_The problem_: Transcribe exactly the lines that fall between the one holding "negative clicks: (241, 84) (243, 64)" and the one holding "positive clicks: (36, 55)", inclusive, from the entries below.

Stored items:
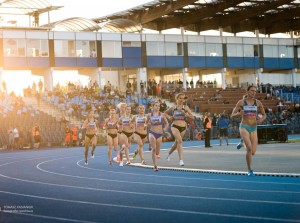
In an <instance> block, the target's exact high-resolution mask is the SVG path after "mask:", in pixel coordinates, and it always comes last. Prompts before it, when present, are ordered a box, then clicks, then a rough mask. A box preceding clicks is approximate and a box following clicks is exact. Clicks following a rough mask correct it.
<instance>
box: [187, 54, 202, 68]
mask: <svg viewBox="0 0 300 223" xmlns="http://www.w3.org/2000/svg"><path fill="white" fill-rule="evenodd" d="M188 60H189V67H192V68H194V67H205V64H206V61H205V57H200V56H192V57H188Z"/></svg>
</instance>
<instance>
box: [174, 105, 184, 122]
mask: <svg viewBox="0 0 300 223" xmlns="http://www.w3.org/2000/svg"><path fill="white" fill-rule="evenodd" d="M182 110H184V106H182ZM182 110H179V109H177V107H175V109H174V111H173V120H185V114H184V113H183V111H182Z"/></svg>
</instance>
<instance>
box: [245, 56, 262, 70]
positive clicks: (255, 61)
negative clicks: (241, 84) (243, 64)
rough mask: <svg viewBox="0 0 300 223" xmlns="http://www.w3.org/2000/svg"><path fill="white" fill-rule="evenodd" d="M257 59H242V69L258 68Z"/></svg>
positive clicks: (256, 57)
mask: <svg viewBox="0 0 300 223" xmlns="http://www.w3.org/2000/svg"><path fill="white" fill-rule="evenodd" d="M259 67H260V64H259V58H258V57H244V68H256V69H257V68H259Z"/></svg>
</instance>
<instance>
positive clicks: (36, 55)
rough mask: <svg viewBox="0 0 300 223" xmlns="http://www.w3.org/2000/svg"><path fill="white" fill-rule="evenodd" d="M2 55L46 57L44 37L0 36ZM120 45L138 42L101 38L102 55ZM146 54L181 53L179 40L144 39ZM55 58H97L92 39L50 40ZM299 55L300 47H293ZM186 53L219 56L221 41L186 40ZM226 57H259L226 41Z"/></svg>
mask: <svg viewBox="0 0 300 223" xmlns="http://www.w3.org/2000/svg"><path fill="white" fill-rule="evenodd" d="M3 45H4V55H5V56H6V57H48V56H49V44H48V40H38V39H3ZM122 46H124V47H141V43H140V42H130V41H124V42H120V41H102V56H103V57H105V58H122ZM146 51H147V56H183V55H184V53H183V43H176V42H147V43H146ZM263 52H264V57H271V58H278V57H281V58H293V57H294V50H293V46H279V45H264V46H263ZM54 53H55V57H97V47H96V41H88V40H77V41H75V40H54ZM297 54H298V58H300V48H298V49H297ZM188 56H223V49H222V44H221V43H188ZM227 56H228V57H256V56H259V47H258V45H251V44H227Z"/></svg>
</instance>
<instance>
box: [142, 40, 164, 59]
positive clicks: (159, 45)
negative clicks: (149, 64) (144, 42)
mask: <svg viewBox="0 0 300 223" xmlns="http://www.w3.org/2000/svg"><path fill="white" fill-rule="evenodd" d="M146 44H147V45H146V50H147V56H165V44H164V42H147V43H146Z"/></svg>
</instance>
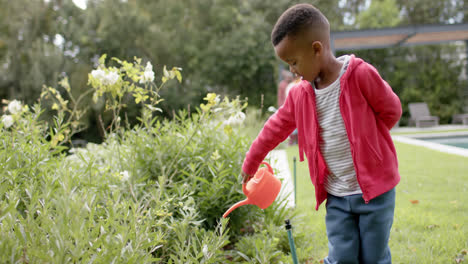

_Response to the task_:
negative clicks: (241, 84) (243, 64)
rough mask: <svg viewBox="0 0 300 223" xmlns="http://www.w3.org/2000/svg"><path fill="white" fill-rule="evenodd" d="M257 59H242V69L258 68Z"/></svg>
positive clicks: (256, 57)
mask: <svg viewBox="0 0 300 223" xmlns="http://www.w3.org/2000/svg"><path fill="white" fill-rule="evenodd" d="M259 67H260V64H259V58H258V57H244V68H256V69H257V68H259Z"/></svg>
</instance>
<instance>
positive clicks: (36, 55)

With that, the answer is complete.